* START *

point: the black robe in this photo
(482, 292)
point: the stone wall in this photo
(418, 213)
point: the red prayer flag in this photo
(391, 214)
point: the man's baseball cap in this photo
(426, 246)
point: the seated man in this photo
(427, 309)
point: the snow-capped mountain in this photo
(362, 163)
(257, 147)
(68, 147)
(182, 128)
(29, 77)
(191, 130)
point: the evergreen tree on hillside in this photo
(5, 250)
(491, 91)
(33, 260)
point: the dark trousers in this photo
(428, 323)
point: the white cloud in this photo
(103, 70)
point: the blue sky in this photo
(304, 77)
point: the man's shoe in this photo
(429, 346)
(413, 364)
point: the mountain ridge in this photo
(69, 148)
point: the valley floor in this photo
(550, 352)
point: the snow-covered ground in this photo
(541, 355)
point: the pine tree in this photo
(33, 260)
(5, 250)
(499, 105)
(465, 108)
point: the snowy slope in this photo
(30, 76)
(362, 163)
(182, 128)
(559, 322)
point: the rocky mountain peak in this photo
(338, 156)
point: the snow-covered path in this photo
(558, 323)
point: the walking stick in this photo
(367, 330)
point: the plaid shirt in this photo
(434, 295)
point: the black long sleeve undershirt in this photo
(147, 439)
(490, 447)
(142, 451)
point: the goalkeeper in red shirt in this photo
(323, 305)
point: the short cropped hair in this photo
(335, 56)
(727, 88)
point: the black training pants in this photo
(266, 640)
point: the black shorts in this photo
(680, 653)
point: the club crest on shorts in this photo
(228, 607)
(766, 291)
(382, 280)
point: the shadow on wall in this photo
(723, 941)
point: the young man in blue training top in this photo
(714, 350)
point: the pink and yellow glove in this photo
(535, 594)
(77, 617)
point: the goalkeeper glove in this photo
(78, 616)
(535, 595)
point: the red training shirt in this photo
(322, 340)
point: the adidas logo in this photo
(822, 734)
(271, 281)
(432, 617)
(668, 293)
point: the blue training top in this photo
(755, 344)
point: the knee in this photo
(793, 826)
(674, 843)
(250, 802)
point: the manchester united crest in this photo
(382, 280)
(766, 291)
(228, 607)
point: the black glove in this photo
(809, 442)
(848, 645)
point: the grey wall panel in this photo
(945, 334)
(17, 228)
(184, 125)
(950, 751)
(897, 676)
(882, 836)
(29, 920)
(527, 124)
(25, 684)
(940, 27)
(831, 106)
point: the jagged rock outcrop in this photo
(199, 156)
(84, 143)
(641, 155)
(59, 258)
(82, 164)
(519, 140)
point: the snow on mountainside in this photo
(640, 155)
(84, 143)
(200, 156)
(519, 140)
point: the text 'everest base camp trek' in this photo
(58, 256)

* END *

§ Exercise aim
Print every one of the records above again, word for word.

§ Answer to this problem
point: the black robe in this photo
(482, 292)
point: the stone wall in this photo
(418, 213)
point: the red prayer flag in this photo
(391, 214)
point: the man's baseball cap in this photo
(426, 246)
point: the seated man in this photo
(427, 309)
point: the snow-capped mountain in this photo
(362, 163)
(257, 147)
(68, 147)
(182, 128)
(29, 77)
(191, 130)
point: the evergreen tree on hillside in this photo
(5, 250)
(491, 91)
(33, 260)
point: the dark trousers in this photo
(428, 323)
point: the white cloud in this photo
(103, 70)
point: the blue sky in this photo
(304, 77)
point: the man's shoe in this photo
(429, 346)
(413, 364)
point: the mountain ridge in this photo
(69, 148)
point: the valley floor in this photo
(550, 352)
point: the snow-covered ground in this photo
(541, 355)
point: the pine tree in this photo
(33, 260)
(5, 250)
(499, 105)
(465, 108)
point: the snowy slope in this photo
(30, 76)
(362, 163)
(182, 128)
(559, 322)
point: the rocky mountain peak in this photo
(338, 156)
point: the snow-covered path in this photo
(558, 323)
point: the walking stick in this photo
(367, 330)
point: the plaid shirt in this photo
(434, 295)
point: the black long sleeve undershirt in this photo
(147, 439)
(490, 447)
(142, 451)
point: the goalkeeper in red shirt in this photo
(323, 305)
point: the short cropped hair in this photo
(335, 56)
(727, 88)
point: the black training pants in this photo
(266, 640)
point: the black shorts in this photo
(680, 653)
point: the club crest on shorts in this photo
(228, 607)
(766, 291)
(382, 280)
point: the shadow on wall in this photo
(723, 941)
point: the young man in blue training top in this photo
(714, 350)
point: the pink and yellow glove in this photo
(535, 594)
(77, 617)
point: the goalkeeper glove in this photo
(78, 616)
(535, 595)
point: the red training shirt in this photo
(322, 340)
point: the adidas logo in this photo
(822, 734)
(271, 281)
(432, 617)
(668, 293)
point: the blue training top in this photo
(755, 344)
point: the knee in this photo
(793, 826)
(674, 843)
(250, 802)
point: the manchester united crest in this photo
(382, 280)
(766, 291)
(228, 607)
point: the black glove in this photo
(809, 442)
(848, 645)
point: the grey wall panel in this photo
(945, 334)
(17, 228)
(184, 125)
(950, 751)
(897, 676)
(882, 836)
(29, 920)
(527, 124)
(25, 684)
(940, 27)
(831, 106)
point: the jagged rock outcrop in this photo
(199, 156)
(84, 143)
(641, 155)
(59, 258)
(82, 164)
(519, 140)
point: the snow on mountainside in this photo
(640, 155)
(84, 143)
(200, 156)
(519, 140)
point: the text 'everest base camp trek' in this photo
(58, 256)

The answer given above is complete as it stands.